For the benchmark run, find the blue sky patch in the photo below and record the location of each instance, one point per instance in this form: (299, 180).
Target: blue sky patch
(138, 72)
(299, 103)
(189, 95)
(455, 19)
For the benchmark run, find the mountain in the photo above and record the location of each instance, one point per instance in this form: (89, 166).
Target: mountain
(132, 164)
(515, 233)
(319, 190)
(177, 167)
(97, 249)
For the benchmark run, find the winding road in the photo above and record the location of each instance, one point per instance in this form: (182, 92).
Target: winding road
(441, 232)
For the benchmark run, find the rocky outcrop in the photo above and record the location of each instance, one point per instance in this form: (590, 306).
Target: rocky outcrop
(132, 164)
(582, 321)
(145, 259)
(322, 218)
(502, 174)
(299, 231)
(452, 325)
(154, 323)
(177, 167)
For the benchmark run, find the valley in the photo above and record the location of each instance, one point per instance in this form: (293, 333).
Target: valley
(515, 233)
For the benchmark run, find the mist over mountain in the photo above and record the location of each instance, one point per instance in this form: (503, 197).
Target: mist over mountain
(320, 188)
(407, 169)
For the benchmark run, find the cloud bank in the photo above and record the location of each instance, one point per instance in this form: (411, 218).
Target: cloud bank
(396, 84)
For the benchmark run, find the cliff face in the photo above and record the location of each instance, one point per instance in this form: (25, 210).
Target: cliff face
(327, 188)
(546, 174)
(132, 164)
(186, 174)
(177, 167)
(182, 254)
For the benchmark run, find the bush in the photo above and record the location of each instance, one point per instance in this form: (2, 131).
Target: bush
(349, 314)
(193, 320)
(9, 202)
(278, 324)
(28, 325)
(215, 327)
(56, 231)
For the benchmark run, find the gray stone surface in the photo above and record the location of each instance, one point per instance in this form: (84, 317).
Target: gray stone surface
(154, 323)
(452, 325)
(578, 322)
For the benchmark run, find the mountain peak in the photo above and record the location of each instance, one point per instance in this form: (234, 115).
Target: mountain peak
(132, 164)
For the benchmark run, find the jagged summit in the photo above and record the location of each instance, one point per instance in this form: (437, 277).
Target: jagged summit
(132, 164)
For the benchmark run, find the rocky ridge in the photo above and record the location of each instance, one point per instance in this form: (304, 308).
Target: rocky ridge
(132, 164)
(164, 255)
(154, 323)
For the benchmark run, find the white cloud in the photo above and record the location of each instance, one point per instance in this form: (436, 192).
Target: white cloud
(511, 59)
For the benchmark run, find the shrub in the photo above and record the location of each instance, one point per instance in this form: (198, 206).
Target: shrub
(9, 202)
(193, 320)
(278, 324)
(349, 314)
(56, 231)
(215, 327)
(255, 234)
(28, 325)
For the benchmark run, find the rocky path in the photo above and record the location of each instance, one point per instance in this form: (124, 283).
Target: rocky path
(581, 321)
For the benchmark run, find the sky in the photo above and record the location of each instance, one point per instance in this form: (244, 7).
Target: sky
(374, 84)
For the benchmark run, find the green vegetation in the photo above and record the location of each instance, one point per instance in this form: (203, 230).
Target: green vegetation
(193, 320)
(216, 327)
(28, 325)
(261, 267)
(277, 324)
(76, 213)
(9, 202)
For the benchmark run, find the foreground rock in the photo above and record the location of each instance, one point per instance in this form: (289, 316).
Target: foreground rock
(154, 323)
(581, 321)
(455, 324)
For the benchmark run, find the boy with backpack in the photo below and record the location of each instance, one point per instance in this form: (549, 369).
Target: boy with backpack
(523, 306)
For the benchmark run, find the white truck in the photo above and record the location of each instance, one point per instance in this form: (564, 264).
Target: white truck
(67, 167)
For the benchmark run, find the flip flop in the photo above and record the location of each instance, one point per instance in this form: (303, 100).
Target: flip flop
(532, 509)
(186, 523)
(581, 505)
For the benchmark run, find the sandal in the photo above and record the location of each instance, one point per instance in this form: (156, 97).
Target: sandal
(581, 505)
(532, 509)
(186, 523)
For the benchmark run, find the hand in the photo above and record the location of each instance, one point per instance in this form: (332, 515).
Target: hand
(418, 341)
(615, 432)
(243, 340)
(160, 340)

§

** WHAT THIS TASK INVOLVES **
Reproduce every one of the records above word for word, line by line, in the same order.

** WORKED ANSWER **
For the benchmark run, find the blue sky patch in the photo below and record the location of each instance, one point per instance in this form: (299, 180).
Target: blue sky patch
(138, 72)
(299, 103)
(189, 95)
(455, 19)
For the benchmark run, find the mountain in the photo above and record the location of each instance, one point per instance in this form: (89, 166).
Target: mountain
(132, 164)
(515, 233)
(319, 190)
(177, 167)
(97, 249)
For the benchmark run, find the winding road in the photo above and record the location of each instance, one point per instance in this form: (182, 92).
Target: winding road
(441, 232)
For the benchmark run, find the rocky outcrop in the photo above and record the location of each instance, one point per instance in this form: (590, 306).
Target: rocky outcrop
(132, 164)
(582, 321)
(145, 259)
(322, 218)
(502, 174)
(299, 231)
(452, 325)
(154, 323)
(177, 167)
For the benchmark run, find the valley in the photo above and record the location of each instance, one point per instance in this form: (293, 333).
Target: valley
(515, 233)
For the benchmark run, find the mist over mountain in the photo above and record the location of each instance, one point per instance in this form: (503, 197).
Target: mist over mountain
(320, 188)
(407, 169)
For the benchmark run, find the cloud bank in the photo above and record the location of each instance, one point per instance in this form: (411, 218).
Target: cloud bank
(396, 84)
For the benchmark run, find the cliff face in the photo above and record the location of each instance, one point per instance in this form: (25, 210).
Target: cliff face
(327, 188)
(546, 174)
(132, 164)
(186, 174)
(177, 167)
(182, 254)
For the benchmark run, find the bush in the photo above and record the location of each instance, one point per instance in this form: (2, 131).
Target: bush
(349, 314)
(193, 320)
(9, 202)
(278, 324)
(28, 325)
(215, 327)
(56, 231)
For the benchmark run, find the gray stone surface in the photo above and record the location of each instance, one point per instance in this form: (84, 317).
Target: gray stone surface
(154, 323)
(452, 325)
(578, 322)
For the benchmark run, find the mountain peak in the photo above and record the location of each instance, one point per instance in this form: (234, 115).
Target: mountain peak
(132, 164)
For the benchmark run, find the jagged summit in the photo above and record the location of each instance, one point per instance in this form: (437, 277).
Target: jagged summit
(132, 164)
For the benchmark run, find the rocky ridge in the photo above and record the location of each instance, one point per instance in this form: (304, 308).
Target: rocky ridge
(132, 164)
(164, 255)
(154, 323)
For the benchmark run, find the white cloud in the photo above and record the location of each instance, one point per instance in this form: (436, 192).
Target: white cloud
(511, 59)
For the benchmark run, find the shrub in the photo above and record the location of each instance, one point per instance in this form: (198, 206).
Target: shrub
(9, 202)
(193, 320)
(278, 324)
(349, 314)
(56, 231)
(215, 327)
(255, 234)
(28, 325)
For the benchmark run, find the rocky path in the photo above and record the location of each instance, one point per instance in this form: (124, 283).
Target: rocky path
(581, 321)
For the benchmark run, find the sky in the photo above and record the location of each instance, one point per instance in this form: (244, 7).
Target: sky
(374, 84)
For the benchmark run, find the green vegetation in the photo above and record the location of each instance, one point per instance in this form: (203, 230).
Target: green vegetation
(193, 320)
(216, 327)
(28, 325)
(261, 267)
(277, 324)
(76, 213)
(9, 202)
For the benchmark run, find the foreground rock in the photo above and record the location of each instance, one point per instance in this form: (289, 316).
Target: foreground rock
(154, 323)
(581, 321)
(455, 324)
For the benchmark run, find the boy with backpack in the photo below and record the location of each instance, one point per instance in this form: (549, 369).
Target: boy with backpack
(523, 306)
For the benchmark run, find the white truck in the photo above and record the location of each instance, one point per instance in this form: (564, 264).
Target: white truck
(67, 167)
For the benchmark run, find the flip flop in the photo above and record the location of each instance, one point per instance in this form: (303, 100).
Target: flip flop
(532, 509)
(186, 523)
(581, 505)
For the benchmark run, find the sandal in the photo above and record the location of each instance, one point per instance in this form: (156, 97).
Target: sandal
(581, 505)
(532, 509)
(186, 523)
For the benchmark run, find the hand in the photo above and record the location of each instance, one point per instance in this form: (332, 515).
Target: hand
(418, 341)
(615, 432)
(243, 340)
(160, 340)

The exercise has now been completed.